**SET EXERCISE:** Pick out and copy every line in the entries below that contains the word "green". Match case exactly.

— Start RECORDS SUPPLIED —

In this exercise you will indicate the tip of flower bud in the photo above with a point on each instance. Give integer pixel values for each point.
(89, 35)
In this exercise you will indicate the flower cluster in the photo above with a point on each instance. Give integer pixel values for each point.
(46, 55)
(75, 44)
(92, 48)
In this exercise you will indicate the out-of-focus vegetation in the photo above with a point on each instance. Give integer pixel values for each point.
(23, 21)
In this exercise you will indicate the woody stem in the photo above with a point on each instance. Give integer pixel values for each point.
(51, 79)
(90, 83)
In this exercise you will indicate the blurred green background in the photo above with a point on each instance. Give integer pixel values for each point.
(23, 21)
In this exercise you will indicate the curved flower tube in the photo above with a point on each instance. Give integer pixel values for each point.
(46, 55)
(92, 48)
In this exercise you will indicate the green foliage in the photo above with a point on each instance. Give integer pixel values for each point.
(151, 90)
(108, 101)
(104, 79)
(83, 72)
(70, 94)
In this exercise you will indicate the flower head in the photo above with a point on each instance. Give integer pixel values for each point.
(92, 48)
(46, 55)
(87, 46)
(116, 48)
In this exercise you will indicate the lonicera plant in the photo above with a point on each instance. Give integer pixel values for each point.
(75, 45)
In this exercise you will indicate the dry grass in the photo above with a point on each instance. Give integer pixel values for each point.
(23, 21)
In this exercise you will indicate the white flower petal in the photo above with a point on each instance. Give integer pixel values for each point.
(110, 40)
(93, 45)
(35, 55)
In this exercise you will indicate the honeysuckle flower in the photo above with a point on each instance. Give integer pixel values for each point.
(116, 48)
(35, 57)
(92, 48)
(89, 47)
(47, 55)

— End RECORDS SUPPLIED —
— Start RECORDS SUPPLIED —

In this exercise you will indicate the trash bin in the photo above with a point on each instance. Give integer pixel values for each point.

— End RECORDS SUPPLIED —

**EXPECTED OUTPUT:**
In this exercise you will indicate the blurred green background in the photo above with a point on each instance. Give integer pixel values for each point.
In this exercise you will indicate the green foliage in the photo above with a point on each instance. Give integer pixel values for each point.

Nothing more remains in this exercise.